**What the task asks**
Pick out and copy each line in the rows below that contains the word "walkway", matching case exactly.

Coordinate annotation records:
— start —

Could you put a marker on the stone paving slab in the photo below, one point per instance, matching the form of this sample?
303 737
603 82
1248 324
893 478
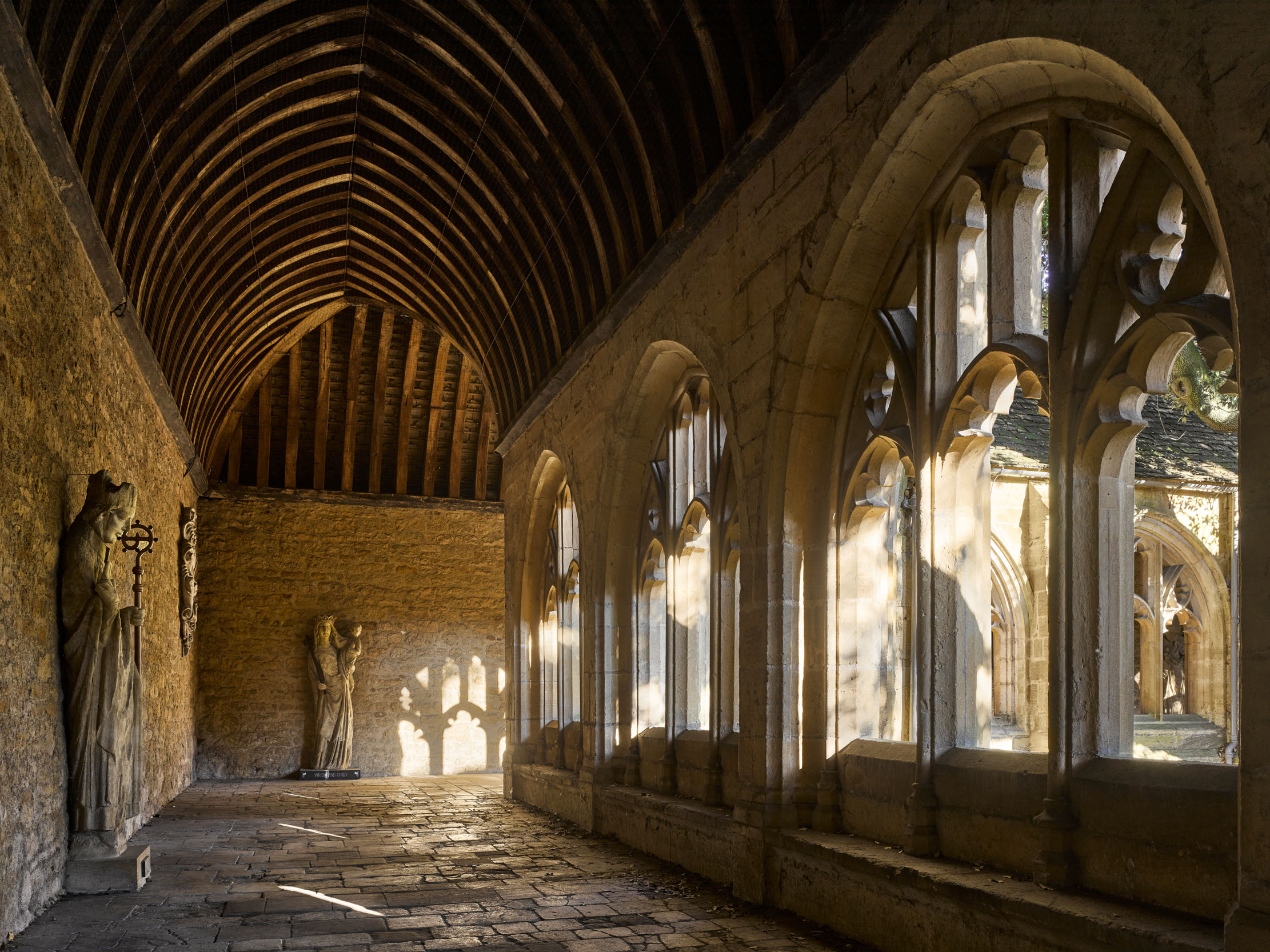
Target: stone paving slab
402 865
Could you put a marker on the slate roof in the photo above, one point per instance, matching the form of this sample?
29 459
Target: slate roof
1174 446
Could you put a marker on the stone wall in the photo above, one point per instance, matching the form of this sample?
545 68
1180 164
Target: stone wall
73 400
424 581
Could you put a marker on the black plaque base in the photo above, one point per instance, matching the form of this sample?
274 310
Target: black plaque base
351 775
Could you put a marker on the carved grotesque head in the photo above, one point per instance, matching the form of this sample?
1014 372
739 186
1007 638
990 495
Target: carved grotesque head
110 506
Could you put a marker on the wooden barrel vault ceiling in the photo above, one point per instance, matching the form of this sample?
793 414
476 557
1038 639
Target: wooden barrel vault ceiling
368 402
493 167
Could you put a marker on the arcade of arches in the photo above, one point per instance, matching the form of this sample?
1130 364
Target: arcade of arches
802 441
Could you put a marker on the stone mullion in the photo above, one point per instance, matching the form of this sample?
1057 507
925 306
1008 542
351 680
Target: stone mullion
667 778
1248 926
1056 863
921 834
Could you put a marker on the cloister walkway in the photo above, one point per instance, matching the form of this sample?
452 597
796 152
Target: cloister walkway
416 863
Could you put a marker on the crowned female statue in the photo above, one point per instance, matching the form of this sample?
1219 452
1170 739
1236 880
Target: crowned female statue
103 685
332 659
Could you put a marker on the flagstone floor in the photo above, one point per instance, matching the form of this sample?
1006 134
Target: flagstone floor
401 865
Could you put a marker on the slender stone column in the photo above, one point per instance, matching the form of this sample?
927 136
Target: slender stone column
921 837
1248 927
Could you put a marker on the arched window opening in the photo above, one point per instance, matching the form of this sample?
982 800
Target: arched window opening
693 620
650 643
1183 631
685 661
559 635
873 691
1015 702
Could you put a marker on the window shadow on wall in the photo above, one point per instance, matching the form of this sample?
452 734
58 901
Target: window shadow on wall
445 725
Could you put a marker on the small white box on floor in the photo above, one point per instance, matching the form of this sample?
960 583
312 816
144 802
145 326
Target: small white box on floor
126 873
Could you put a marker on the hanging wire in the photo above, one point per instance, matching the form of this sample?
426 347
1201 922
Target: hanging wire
352 147
145 130
462 178
577 192
238 125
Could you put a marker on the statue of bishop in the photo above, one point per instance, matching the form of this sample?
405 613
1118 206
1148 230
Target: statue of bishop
103 685
332 659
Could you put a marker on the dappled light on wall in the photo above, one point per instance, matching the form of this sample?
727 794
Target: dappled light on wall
442 729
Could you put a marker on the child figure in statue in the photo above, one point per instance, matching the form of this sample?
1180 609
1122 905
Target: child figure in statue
102 679
332 659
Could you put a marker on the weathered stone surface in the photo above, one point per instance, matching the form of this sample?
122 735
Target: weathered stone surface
71 402
428 863
424 583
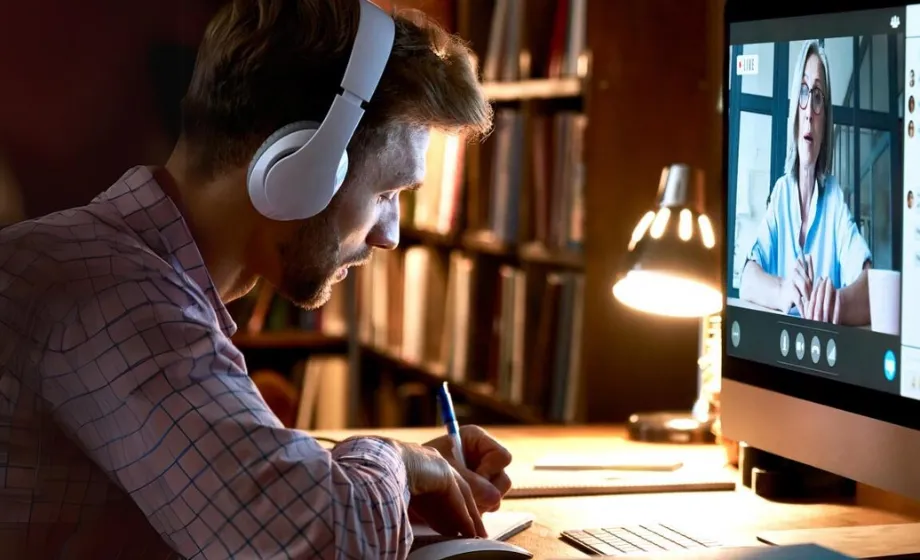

— end —

**Solution**
Could you put a marker on the cloister walkway in the photo above, one point per instance, matching the form of this sample?
Target: cloister walkway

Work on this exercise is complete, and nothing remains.